(Задания):
- 1) Ответьте по тексту о бытии на три вопроса.
(а) Что Мартин Хайдеггер назвал основным вопросом философии?
(б) Сколько лет, по словам текста, философы изучают главные и основные вопросы философии?
(в) Какой спор текст считает классическим и самым ярким примером спора о существовании?
- 2) Подхватите текст о бытии и продолжите его под заголовком «Метафизика – путь к бытию?», которым он заканчивается.

(Исходный текст):
=-=-=

Что значит «быть»?
Белокобыльский Александр Владимирович
Философия во все времена так или иначе вращалась вокруг вопроса о бытии. Какого-то канонического звучания вопрос о бытии не получил, но верно и то, что главные философские вопрошания так или иначе касались бытия, сущего, сущности или их данности человеку. Вопрос о бытии Мартин Хайдеггер назвал основным вопросом философии. Правда и то, что за две с половиной тысячи лет изучения этих главных и основных вопросов философы, по-видимому, так и не пришли к консолидированной позиции, позволяющей им перейти к вопросам, так сказать, попроще. Более того, не был достигнут консенсус даже в вопросе звучания того самого главного-основного вопроса, а попытки высказаться о том, что знает каждый вменяемый человек – что есть, а чего нет – у самых известных философов обычно предваряются такой метафизической «пропедевтикой», через которую неподготовленный читатель прорвется разве что с неимоверными усилиями. Для этого есть несколько причин. Во-первых, человеку сложно помыслить и высказаться о небытии, так как предметом повседневных мыслей и дел обычных людей является нечто существующее и существенное; во-вторых, о чем бы мы ни мыслили или ни говорили, мы будем делать это посредством понятий – мысленных форм, самотождественность которых входит в вечное противоречие с изменчивыми «вещами», которые этими понятиями обозначаются и нас окружают; в-третьих, среди того, что «есть», немало того, что «есть» как-то не так, как есть какая-нибудь рядовая вещь, и иногда сложно понять, почему мы считаем что-то (кого-то) существующим, а чему-то (кому-то) в этом отказываем. Классическим и самым ярким примером такого спора о существовании можно считать спор о бытии Бога.
Метафизика – путь к бытию?

=-=-=

(Исходные данные):
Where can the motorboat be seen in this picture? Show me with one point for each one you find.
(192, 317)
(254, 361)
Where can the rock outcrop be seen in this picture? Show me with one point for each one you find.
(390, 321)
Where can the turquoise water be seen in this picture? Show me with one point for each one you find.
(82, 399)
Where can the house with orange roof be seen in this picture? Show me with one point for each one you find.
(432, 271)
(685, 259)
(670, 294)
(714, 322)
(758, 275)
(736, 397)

=-=-=

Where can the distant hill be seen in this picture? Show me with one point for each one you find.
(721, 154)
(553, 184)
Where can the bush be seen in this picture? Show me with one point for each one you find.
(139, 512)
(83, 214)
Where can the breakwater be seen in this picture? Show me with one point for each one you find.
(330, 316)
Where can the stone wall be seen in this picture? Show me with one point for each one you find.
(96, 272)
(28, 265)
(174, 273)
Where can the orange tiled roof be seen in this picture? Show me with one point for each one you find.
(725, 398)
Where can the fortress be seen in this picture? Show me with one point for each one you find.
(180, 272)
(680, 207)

=-=-=

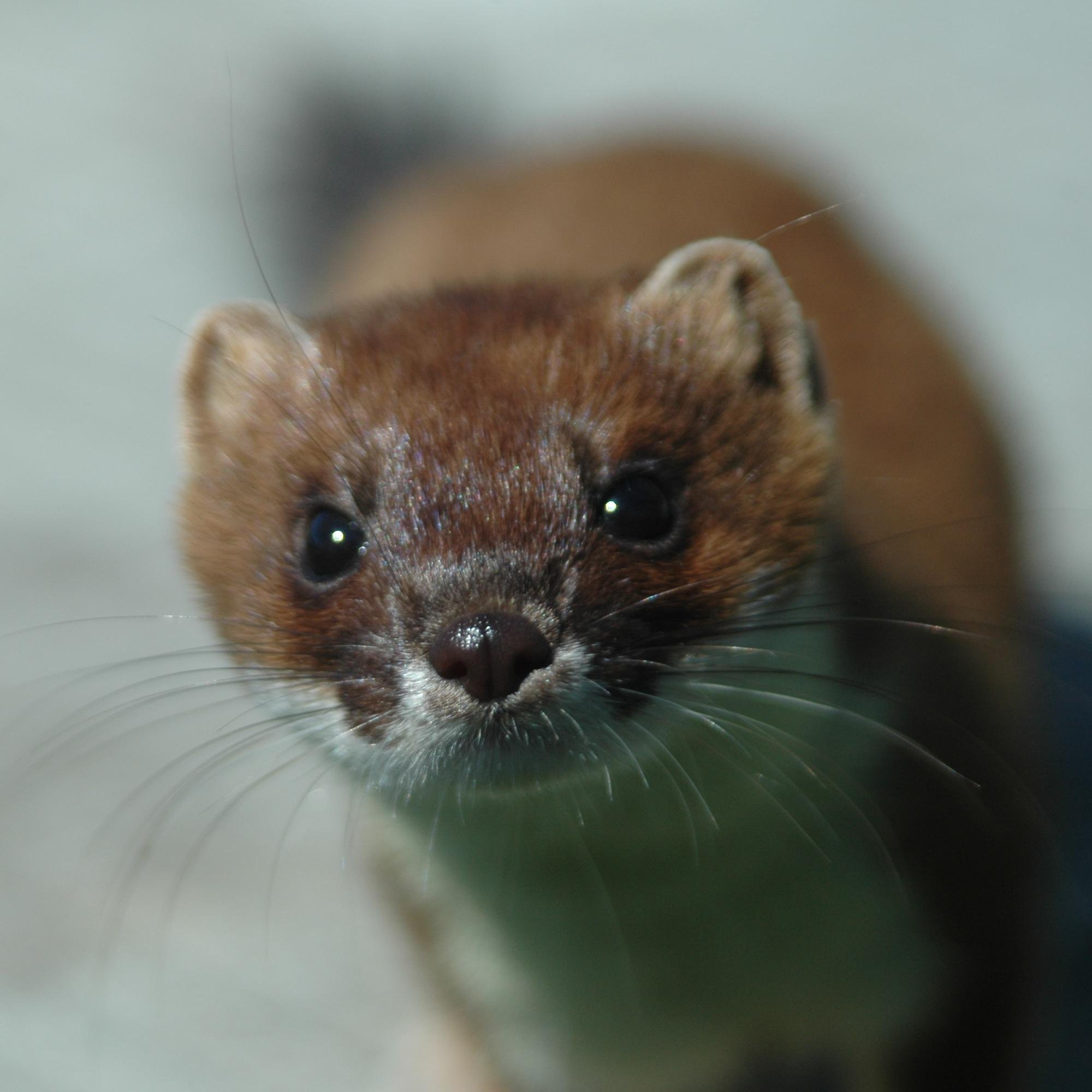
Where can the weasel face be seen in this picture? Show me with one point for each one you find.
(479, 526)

=-=-=

(Итоговые ответы):
- 1)
(а) Вопрос о бытии.
(б) Две с половиной тысячи лет.
(в) Спор о бытии Бога.

- 2)
Череда попыток разрешить указанные проблемы и составляют историю онтологии или метафизики как философских дисциплин, которая, впрочем, не была линейным процессом. Каждый раз фундаментальные ответы на метафизические вопросы, – хотя таких ответов за прошедшие столетия накопилось не так уж и много, – получали «культурную аранжировку», которая заметно смещала и фокус вопрошания и, соответственно, полученные ответы.
Под «культурной аранжировкой» следует понимать не что-то второстепенное, не что-то, связанное с особенностью нравов той или иной эпохи, а важнейшую составляющую самого метафизического дискурса. Дело в том, что историю метафизики нельзя представить как линейный процесс все более глубокого проникновения в некоторый определенный предмет, как все более полное постижение этого предмета. Подобный взгляд худо-бедно применим, по крайней мере в виде упрощающей модели, к истории развития естествознания. По крайней мере, именно в таком линейном виде предстает история физики или химии в школьных учебниках. Однако даже в этой сфере знания более пристальный взгляд на историю обнаруживает сложную траекторию развития отдельных сфер науки даже нового времени. Что же до метафизики, то здесь можно говорить разве что о сохранении верности определенной методологии и концептуальной преемственности, создающих иллюзию непрерывного процесса кумулятивного накопления философских знаний. На самом деле концентрация мышления на очевидных для разума положениях и их необходимых связях, призванная открыть нечто превышающее конечность человеческого мира и самого человека, которая и составляет сущность метафизики, во все времена предвосхищалась экзистенциальными целями, для которых само метафизическое рассуждение выступало релевантным средством. Родство этих целей, обычно связанных с предельным постижением мира и тайн человеческого бытия, лишь отчасти смягчало различие в исходных позициях мыслителей различных эпох.
В Античности онтология в известной степени замещала религию и была сосредоточена на вопросе причин и природы существующего. По всей вероятности, в определенный момент расширения и дифференциации единого культурного пространства именно философия приняла на себя функции обеспечения мировоззренческих запросов эпохи. Именно поэтому центральные философские системы Древней Греции и эпохи эллинизма были сосредоточены на поисках источника и причин бытия. Поэтому античная метафизика всегда угрожала переродиться в религиозный культ и зачастую это делала.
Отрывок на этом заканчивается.